### Passage shown
After a rancorous process that pitted cabbies against app-based ridesharing services a council committee reveals a plan that would allow the tech companies to continue operating in Seattle.
Can't we share? Cabbies circled Seattle City Hall earlier this year to protest ridesharing.

Can't we share? Cabbies circled Seattle City Hall earlier this year to protest ridesharing. Photo: Western Washington Taxi Cab Operators Association

App-based ridesharing companies like Lyft, Uber and Sidecar would be limited to 100 vehicles each and pay the city a licensing fee, under the draft rules of a pilot program that a Seattle City Council committee will discuss on Friday morning. Drivers using the apps to pick up riders would be required to obtain a special city-issued permit.

The council has faced intense, conflicting pressures over whether and how to regulate the app-based alternatives to taxis and town cars. The debate over the services has centered on issues such as jobs, insurance coverage, vehicle safety, convenience and affordability. Both rideshare companies and taxi industry representatives made critical remarks about the proposal on Thursday. City Council President Sally Clark, who chairs the Taxi, For-hire and Limousine Regulations Committee said the draft rules are far from final and would provide a starting point for further discussion.

"I don’t think we were under any illusion that we were going to make people happy," she said. "This is by no means a perfect solution, it’s out there for discussion and out there for feedback."

The committee has held a series of meetings during the past year to discuss options for integrating rideshare vehicles into the city’s transportation network. Traditional taxi and for-hire companies and drivers have expressed strong opposition to ridesharing, arguing that they, unlike the app-based services, are saddled with stringent city rules and high licensing and insurance costs. Rideshare companies on the other hand, say new regulations would stifle technological innovation and could kill their fledgling business model.

### Dataset content
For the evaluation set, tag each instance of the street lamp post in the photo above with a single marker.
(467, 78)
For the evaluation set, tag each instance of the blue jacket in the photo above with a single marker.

### Problem 1
In the Seattle ridesharing article, set down the part that begins at the words "App-based ridesharing companies like" and stops after the words "special city-issued permit.".
### Problem 2
Resume the article on Seattle's proposed ridesharing rules, starting after its final sentence.

### Right answer 1
App-based ridesharing companies like Lyft, Uber and Sidecar would be limited to 100 vehicles each and pay the city a licensing fee, under the draft rules of a pilot program that a Seattle City Council committee will discuss on Friday morning. Drivers using the apps to pick up riders would be required to obtain a special city-issued permit.

### Right answer 2
In addition to the vehicle cap and licensing requirements, the draft ordinance outlines liability insurance and vehicle inspection standards for ridesharing services, and restricts the amount of time a driver can work to 16 hours per week — unless they have a standard city-issued for-hire driver’s license. Also included in the rules is a $1,000 civil penalty for rideshare drivers who pick up riders who hail them in the street.

Uber, in an emailed statement, pooh-poohed the proposal. 

“The Committee has already heard from over 12,000 users of the Uber app who would be outraged to see their transportation options diminished," Brooke Steger, general manager for Uber Seattle, said in the statement. "Arbitrarily limiting the number of drivers that can use the Uber app to 100, and the number of hours they can drive to 16 a week, hurts all Seattleites."

Sidecar also knocked the draft rules. "The Committee’s proposed legislation is anti-competition, anti-innovation and anti-consumer choice," a spokesman said in an email.

Taxi industry representatives voiced skepticism as well, but some saw the proposal as a starting point for further debate.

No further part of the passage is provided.